Begin with the line where "Where can you find the young" appears. Set down that line and the rest of the records below it exactly as given.

Referring expression pointing data
┄┄┄┄┄┄┄┄┄┄┄┄┄┄┄┄┄┄┄┄

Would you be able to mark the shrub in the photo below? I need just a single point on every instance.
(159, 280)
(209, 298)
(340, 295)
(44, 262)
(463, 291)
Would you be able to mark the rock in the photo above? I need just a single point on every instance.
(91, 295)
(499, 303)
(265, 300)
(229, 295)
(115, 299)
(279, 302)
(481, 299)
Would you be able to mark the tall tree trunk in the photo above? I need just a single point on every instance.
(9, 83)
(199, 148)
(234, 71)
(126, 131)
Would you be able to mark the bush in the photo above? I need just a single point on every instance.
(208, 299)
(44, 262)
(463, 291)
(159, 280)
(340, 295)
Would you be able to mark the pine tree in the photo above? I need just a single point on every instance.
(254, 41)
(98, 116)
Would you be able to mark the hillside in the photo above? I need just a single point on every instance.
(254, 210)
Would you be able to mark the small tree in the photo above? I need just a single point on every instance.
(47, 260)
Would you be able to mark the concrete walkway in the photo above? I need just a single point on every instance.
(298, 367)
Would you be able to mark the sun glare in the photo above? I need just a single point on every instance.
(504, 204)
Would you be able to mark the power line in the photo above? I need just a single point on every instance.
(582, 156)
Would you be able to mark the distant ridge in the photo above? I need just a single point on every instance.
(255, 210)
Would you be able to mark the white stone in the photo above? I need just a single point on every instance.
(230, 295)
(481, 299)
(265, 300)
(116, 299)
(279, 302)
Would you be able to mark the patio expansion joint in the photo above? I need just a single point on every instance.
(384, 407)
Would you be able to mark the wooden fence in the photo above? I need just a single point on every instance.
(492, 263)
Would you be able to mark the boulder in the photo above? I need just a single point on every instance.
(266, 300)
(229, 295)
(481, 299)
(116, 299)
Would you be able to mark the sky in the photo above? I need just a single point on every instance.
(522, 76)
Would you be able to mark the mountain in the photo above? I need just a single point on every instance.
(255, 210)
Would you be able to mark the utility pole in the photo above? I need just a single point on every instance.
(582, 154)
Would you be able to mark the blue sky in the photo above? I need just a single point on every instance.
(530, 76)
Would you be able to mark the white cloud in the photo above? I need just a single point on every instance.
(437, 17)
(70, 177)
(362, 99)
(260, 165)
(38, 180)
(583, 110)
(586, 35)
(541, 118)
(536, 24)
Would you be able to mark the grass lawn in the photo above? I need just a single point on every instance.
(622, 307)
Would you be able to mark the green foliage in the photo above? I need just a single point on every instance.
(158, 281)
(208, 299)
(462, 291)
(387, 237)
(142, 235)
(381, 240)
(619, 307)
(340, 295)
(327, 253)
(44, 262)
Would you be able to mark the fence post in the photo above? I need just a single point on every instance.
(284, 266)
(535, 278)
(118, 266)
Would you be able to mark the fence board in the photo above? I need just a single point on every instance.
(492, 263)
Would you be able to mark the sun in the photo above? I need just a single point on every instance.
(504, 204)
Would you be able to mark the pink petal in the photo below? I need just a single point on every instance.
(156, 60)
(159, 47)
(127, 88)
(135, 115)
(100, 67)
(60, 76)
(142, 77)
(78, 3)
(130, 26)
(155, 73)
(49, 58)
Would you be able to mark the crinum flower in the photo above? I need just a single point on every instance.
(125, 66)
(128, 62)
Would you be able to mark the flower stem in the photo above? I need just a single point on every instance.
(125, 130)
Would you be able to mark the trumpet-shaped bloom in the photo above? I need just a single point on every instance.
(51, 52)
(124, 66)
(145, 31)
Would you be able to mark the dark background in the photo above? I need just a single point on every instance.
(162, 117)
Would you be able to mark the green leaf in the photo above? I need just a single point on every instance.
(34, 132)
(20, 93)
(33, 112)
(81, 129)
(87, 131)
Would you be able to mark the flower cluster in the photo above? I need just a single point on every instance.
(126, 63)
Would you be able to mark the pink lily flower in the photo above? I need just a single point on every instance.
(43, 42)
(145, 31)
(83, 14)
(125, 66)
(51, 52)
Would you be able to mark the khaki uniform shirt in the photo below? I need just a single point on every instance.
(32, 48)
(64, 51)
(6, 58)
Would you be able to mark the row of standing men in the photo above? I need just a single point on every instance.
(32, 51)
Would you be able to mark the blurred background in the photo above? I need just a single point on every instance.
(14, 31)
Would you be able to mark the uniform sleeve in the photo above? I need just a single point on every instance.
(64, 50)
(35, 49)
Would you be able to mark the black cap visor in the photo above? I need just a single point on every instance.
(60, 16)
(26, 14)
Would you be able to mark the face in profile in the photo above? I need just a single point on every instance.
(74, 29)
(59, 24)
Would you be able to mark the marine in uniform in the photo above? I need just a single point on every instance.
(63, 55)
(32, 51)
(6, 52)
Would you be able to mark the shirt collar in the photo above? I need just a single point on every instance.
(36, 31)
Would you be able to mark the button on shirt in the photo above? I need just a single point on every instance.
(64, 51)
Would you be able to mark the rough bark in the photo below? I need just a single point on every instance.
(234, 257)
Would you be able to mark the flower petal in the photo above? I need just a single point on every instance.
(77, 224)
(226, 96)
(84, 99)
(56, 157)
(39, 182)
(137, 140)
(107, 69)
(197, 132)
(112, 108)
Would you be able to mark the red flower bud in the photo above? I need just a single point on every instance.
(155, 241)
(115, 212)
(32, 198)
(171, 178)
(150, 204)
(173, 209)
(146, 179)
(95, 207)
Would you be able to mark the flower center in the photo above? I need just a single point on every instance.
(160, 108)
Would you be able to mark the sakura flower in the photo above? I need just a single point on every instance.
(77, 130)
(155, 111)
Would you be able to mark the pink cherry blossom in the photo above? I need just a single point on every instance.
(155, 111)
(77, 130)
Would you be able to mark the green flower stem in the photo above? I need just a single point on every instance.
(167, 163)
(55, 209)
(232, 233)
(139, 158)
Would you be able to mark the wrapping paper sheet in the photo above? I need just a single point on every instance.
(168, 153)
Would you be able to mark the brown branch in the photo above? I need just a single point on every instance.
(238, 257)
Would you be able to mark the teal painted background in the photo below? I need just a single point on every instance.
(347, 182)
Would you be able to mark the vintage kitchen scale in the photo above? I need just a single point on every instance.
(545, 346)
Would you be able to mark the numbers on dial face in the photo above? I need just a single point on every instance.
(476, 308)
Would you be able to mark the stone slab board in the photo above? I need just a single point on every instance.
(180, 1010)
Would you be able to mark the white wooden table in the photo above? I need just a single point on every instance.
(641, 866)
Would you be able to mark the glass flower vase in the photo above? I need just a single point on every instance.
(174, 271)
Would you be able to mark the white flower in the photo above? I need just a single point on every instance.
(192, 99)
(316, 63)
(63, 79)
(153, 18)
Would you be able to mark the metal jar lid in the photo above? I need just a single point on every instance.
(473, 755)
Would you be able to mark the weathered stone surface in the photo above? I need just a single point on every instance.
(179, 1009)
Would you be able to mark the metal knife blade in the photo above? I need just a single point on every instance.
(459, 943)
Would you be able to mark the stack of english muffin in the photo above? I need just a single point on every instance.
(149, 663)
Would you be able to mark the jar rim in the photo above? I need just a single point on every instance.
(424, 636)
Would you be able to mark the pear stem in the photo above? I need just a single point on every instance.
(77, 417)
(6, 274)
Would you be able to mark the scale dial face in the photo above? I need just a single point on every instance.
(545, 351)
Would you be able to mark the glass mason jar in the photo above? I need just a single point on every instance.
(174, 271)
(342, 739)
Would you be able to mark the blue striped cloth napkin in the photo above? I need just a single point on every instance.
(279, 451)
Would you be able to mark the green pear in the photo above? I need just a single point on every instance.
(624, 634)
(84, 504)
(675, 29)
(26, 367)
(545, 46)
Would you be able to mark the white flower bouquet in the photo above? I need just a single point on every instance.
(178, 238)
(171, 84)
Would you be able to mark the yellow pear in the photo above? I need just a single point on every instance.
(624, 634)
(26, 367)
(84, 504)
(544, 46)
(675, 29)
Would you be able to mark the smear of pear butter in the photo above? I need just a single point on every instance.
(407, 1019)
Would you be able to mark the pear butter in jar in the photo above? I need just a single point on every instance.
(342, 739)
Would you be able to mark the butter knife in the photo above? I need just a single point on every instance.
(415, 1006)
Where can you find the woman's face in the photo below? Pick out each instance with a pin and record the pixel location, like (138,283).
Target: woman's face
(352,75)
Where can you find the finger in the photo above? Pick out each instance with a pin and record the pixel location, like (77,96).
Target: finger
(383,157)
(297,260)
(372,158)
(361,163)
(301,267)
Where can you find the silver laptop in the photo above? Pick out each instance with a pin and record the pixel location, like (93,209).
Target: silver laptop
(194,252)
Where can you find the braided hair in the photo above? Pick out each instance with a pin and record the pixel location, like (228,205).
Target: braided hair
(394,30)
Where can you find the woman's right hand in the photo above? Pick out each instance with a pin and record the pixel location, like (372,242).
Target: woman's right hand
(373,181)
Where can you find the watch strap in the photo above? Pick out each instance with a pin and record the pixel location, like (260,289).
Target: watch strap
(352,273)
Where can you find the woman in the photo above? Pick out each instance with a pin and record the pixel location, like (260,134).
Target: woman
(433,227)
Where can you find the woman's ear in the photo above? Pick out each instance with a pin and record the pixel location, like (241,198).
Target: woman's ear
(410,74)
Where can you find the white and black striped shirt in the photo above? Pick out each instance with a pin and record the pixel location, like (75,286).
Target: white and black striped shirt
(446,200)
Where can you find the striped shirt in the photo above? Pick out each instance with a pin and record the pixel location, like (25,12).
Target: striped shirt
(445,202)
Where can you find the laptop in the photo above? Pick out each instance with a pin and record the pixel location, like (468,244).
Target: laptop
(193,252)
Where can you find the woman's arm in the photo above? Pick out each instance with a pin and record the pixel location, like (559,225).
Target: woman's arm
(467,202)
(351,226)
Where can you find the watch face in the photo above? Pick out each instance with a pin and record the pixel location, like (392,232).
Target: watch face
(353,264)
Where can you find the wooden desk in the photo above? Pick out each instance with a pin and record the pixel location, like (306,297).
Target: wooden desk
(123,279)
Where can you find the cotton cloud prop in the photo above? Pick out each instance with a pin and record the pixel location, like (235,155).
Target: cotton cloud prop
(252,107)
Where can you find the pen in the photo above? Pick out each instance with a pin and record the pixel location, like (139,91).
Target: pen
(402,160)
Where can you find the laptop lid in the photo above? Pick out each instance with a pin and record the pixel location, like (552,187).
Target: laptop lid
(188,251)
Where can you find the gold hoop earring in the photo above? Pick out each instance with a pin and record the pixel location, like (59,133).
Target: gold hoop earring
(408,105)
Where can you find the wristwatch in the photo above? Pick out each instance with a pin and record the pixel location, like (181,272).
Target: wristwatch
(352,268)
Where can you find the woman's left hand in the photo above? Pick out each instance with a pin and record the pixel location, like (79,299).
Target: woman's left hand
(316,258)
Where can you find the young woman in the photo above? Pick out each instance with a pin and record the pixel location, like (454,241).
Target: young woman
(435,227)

┄┄┄┄┄┄┄┄┄┄┄┄┄┄┄┄┄┄┄┄

§ **Answer for this exercise**
Where can you find the young woman in the photo above? Pick out each instance with a pin and record the pixel location, like (454,241).
Target: young woman
(435,227)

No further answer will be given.